▶ _Given task_: Rewrite the items below with "blurred" swapped for "out-of-focus" and every other part left unchanged.
____ Supplied records
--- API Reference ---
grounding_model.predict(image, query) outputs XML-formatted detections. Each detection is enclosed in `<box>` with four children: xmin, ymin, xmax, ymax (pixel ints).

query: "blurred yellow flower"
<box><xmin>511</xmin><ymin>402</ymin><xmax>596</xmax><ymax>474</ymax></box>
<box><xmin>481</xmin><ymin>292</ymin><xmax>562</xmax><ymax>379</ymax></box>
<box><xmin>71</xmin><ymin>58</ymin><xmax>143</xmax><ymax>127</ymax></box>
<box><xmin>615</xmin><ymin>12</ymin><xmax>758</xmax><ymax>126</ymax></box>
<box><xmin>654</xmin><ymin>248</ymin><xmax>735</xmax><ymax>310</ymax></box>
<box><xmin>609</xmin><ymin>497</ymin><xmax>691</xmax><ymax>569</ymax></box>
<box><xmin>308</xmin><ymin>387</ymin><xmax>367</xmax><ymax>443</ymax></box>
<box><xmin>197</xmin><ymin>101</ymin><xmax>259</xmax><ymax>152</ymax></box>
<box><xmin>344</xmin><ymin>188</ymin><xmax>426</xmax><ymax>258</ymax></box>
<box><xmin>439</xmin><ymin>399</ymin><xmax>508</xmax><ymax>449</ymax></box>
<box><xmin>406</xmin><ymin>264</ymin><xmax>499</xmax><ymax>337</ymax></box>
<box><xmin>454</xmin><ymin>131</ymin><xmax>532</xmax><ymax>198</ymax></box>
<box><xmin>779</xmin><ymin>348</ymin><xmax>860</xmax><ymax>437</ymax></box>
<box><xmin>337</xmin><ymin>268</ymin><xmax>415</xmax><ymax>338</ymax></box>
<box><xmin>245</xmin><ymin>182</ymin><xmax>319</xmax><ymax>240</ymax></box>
________
▶ _Exercise answer_:
--- API Reference ---
grounding_model.predict(image, query) outputs XML-formatted detections. Each detection is enclosed in `<box>` with four children: xmin, ymin, xmax, ymax (pixel ints).

query: "out-of-focus yellow flower"
<box><xmin>511</xmin><ymin>402</ymin><xmax>596</xmax><ymax>474</ymax></box>
<box><xmin>481</xmin><ymin>292</ymin><xmax>562</xmax><ymax>379</ymax></box>
<box><xmin>71</xmin><ymin>58</ymin><xmax>143</xmax><ymax>127</ymax></box>
<box><xmin>615</xmin><ymin>12</ymin><xmax>758</xmax><ymax>126</ymax></box>
<box><xmin>654</xmin><ymin>248</ymin><xmax>735</xmax><ymax>310</ymax></box>
<box><xmin>609</xmin><ymin>497</ymin><xmax>691</xmax><ymax>569</ymax></box>
<box><xmin>308</xmin><ymin>387</ymin><xmax>367</xmax><ymax>443</ymax></box>
<box><xmin>197</xmin><ymin>101</ymin><xmax>259</xmax><ymax>152</ymax></box>
<box><xmin>344</xmin><ymin>188</ymin><xmax>426</xmax><ymax>258</ymax></box>
<box><xmin>439</xmin><ymin>399</ymin><xmax>508</xmax><ymax>449</ymax></box>
<box><xmin>406</xmin><ymin>264</ymin><xmax>499</xmax><ymax>337</ymax></box>
<box><xmin>454</xmin><ymin>131</ymin><xmax>532</xmax><ymax>198</ymax></box>
<box><xmin>779</xmin><ymin>348</ymin><xmax>860</xmax><ymax>437</ymax></box>
<box><xmin>337</xmin><ymin>268</ymin><xmax>415</xmax><ymax>338</ymax></box>
<box><xmin>245</xmin><ymin>182</ymin><xmax>319</xmax><ymax>240</ymax></box>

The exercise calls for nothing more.